TAREFA: Copie, na ordem em que aparecem, todas as frases terminadas em ponto de interrogação no texto sobre propriedade e capitalismo.

TEXTO PARA LEITURA:
○ ○ ○ ○ ○

Os vencedores adquirem o direito a ter mais? É interessante como o direito à propriedade pode ter dois pesos e duas medidas. Quando os portugueses chegaram ao Brasil, a posse da terra seria, por direito, dos índios, mas isto não impediu os conquistadores europeus de fincarem suas bandeiras no solo e na carne dos habitantes de Pindorama. A partir daí, no entanto, deste novo marco histórico arbitrário, a propriedade passou a ser sagrada para os colonizadores e passou a valer mais do que a vida de qualquer indígena que venha a ameaçá-la (ver o recente conflito entre Terenas e posseiros no Mato Grosso do Sul). Trazendo o direito de propriedade para o campo da ciência, a partir de qual momento um determinado conhecimento científico passa a ser de minha propriedade? Devo contar o tempo que eu estudei com recursos públicos e recebi financiamentos públicos para a pesquisa, ou, convenientemente, apenas do momento da publicação do artigo na revista especializada ou da patente registrada?



Mais é sempre melhor? Este é o pensamento dominante mais profundamente incrustado em nossa ideologia, porque ele é de fundamental importância para a sobrevivência no sistema capitalista. Dois indivíduos possuem algum capital acumulado (esqueçamos novamente as origens históricas, mas poderiam ser heranças, por exemplo, de um parente traficante de escravos no Brasil colônia ou de um pirata inglês). Eles montam duas fábricas de sapatos e empregam trabalhadores, os quais fornecem a mais valia com sua transformação da matéria prima, o que resulta em mais capital acumulado. O capital acumulado impõe aos capitalistas a sua reaplicação e expansão (através da formação de mais lucro obtido com a ampliação da compra de trabalho humano). Apesar de toda a elegância dos discursos sobre os benefícios da livre concorrência, os dois capitalistas estarão permanentemente engajados na tentativa de destruição um do outro, para o vencedor estabelecer o monopólio da venda de sapatos. Então, a meta de toda e qualquer empresa capitalista é simplesmente MAIS.

○ ○ ○ ○ ○

LISTA DE DADOS:
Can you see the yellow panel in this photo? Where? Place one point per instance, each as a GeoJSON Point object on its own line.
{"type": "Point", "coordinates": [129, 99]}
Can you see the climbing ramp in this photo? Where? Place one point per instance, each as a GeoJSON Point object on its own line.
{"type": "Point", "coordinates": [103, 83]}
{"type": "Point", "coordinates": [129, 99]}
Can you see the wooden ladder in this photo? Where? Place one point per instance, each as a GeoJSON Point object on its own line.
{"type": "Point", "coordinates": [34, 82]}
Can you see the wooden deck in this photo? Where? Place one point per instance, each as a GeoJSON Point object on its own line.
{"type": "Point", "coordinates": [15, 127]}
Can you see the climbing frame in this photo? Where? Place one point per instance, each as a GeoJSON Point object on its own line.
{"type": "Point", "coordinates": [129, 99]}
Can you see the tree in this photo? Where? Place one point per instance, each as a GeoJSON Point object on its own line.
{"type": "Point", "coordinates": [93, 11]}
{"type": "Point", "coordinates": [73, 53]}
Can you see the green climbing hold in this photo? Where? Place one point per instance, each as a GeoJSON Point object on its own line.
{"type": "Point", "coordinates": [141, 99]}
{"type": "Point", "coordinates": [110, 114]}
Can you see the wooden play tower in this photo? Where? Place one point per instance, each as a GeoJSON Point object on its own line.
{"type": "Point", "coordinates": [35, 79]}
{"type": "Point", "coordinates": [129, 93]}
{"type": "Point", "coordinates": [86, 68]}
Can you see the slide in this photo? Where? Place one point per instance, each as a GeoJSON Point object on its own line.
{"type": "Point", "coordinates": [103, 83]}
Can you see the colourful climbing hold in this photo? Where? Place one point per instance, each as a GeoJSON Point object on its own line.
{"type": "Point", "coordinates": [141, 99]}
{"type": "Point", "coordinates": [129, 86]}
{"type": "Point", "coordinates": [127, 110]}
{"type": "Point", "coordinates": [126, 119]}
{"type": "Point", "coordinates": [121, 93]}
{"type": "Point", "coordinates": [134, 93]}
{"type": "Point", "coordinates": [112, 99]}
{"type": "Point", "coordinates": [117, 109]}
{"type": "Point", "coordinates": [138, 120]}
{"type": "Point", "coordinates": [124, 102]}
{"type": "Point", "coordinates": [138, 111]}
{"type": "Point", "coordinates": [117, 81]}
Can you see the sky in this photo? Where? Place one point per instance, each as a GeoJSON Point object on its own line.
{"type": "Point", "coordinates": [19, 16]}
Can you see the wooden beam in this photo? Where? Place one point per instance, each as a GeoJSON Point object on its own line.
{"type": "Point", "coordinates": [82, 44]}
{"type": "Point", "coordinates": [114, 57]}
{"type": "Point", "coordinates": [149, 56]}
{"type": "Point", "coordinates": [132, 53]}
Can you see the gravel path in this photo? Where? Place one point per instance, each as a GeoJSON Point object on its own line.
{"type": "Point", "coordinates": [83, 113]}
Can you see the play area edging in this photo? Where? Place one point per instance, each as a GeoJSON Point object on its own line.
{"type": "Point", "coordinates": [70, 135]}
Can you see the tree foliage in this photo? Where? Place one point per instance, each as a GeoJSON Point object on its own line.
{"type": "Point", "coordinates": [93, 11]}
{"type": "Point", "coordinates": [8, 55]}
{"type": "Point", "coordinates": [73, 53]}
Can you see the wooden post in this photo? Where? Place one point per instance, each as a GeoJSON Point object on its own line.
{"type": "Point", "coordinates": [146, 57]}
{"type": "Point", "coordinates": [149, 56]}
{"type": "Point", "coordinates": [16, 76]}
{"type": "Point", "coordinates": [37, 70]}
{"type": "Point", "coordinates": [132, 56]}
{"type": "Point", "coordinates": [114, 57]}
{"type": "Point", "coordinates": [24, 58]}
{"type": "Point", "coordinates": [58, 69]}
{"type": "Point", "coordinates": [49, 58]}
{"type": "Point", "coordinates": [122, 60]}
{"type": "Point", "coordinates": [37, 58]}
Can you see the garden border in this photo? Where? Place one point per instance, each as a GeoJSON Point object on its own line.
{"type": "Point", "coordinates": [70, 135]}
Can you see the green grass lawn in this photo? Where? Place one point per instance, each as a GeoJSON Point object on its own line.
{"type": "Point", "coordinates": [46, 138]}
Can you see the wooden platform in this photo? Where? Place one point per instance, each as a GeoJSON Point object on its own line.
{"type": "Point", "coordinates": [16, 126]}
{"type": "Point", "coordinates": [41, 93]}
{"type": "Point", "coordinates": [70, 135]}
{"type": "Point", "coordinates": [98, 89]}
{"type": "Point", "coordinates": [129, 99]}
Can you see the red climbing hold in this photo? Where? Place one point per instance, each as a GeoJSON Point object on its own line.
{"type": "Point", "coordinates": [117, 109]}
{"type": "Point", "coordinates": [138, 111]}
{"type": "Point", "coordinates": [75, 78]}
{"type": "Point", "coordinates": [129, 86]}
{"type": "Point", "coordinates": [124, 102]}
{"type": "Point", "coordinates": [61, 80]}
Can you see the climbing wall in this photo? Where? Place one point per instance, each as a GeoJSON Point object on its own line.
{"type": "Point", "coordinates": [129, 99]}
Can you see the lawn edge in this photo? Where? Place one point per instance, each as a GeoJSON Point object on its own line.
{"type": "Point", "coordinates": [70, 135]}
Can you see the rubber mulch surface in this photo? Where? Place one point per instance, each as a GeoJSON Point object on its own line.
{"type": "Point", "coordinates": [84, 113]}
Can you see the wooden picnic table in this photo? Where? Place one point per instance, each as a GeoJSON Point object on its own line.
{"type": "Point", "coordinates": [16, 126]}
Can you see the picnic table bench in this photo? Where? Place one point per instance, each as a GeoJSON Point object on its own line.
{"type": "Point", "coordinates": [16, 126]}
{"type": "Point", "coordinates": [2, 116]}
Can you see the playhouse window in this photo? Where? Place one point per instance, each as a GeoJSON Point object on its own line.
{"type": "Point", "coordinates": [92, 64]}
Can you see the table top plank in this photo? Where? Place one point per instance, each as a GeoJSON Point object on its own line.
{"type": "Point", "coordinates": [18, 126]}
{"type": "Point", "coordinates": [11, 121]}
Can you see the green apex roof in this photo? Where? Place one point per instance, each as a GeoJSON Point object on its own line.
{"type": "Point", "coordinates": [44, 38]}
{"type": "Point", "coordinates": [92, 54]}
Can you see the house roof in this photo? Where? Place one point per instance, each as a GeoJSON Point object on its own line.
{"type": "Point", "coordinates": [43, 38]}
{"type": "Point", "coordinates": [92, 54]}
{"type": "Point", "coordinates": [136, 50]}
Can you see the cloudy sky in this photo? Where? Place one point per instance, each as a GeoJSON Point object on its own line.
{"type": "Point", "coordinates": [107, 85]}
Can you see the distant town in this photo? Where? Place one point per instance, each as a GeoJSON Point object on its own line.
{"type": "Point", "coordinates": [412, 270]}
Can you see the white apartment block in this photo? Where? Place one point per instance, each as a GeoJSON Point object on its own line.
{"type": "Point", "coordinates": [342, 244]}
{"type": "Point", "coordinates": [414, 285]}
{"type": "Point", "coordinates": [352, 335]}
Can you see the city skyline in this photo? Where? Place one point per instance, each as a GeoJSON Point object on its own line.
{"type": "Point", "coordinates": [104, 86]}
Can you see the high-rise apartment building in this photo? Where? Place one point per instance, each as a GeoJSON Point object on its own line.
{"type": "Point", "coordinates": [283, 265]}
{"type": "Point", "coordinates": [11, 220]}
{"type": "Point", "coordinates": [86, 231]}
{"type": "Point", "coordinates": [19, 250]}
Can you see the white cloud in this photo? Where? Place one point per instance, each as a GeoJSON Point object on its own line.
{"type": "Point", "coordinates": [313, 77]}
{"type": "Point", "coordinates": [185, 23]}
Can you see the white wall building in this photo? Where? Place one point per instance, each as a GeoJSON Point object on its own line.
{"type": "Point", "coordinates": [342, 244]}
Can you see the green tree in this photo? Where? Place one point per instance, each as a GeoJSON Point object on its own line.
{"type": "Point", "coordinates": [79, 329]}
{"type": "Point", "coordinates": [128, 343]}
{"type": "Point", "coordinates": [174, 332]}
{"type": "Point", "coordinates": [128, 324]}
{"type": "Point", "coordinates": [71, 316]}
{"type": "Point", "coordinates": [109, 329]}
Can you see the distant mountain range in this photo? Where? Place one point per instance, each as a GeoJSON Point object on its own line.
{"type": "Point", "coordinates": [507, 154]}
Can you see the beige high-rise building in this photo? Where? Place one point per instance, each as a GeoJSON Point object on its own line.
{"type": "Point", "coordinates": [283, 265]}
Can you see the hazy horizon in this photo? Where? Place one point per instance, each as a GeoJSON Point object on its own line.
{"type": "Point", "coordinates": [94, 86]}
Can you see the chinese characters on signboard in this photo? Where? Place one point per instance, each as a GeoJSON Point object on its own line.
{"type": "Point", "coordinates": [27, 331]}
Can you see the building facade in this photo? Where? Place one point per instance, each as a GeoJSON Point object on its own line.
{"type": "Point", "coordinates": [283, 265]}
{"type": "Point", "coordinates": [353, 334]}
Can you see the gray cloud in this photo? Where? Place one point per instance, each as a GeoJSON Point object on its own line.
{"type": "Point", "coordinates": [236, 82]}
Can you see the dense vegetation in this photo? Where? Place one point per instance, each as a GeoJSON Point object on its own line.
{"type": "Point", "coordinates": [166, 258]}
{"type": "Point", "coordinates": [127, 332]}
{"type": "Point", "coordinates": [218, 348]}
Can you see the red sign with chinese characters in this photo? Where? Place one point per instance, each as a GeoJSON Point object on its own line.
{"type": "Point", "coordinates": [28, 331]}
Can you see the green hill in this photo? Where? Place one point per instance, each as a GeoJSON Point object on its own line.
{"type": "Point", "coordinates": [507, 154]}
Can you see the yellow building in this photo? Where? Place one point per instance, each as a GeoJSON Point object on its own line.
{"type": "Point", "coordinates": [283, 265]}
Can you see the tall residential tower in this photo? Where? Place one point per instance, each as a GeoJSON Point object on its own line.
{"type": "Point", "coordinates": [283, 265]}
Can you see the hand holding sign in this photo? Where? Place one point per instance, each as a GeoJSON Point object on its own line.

○ ○ ○ ○ ○

SUA RESPOSTA:
1. Os vencedores adquirem o direito a ter mais?
2. Trazendo o direito de propriedade para o campo da ciência, a partir de qual momento um determinado conhecimento científico passa a ser de minha propriedade?
3. Devo contar o tempo que eu estudei com recursos públicos e recebi financiamentos públicos para a pesquisa, ou, convenientemente, apenas do momento da publicação do artigo na revista especializada ou da patente registrada?
4. Mais é sempre melhor?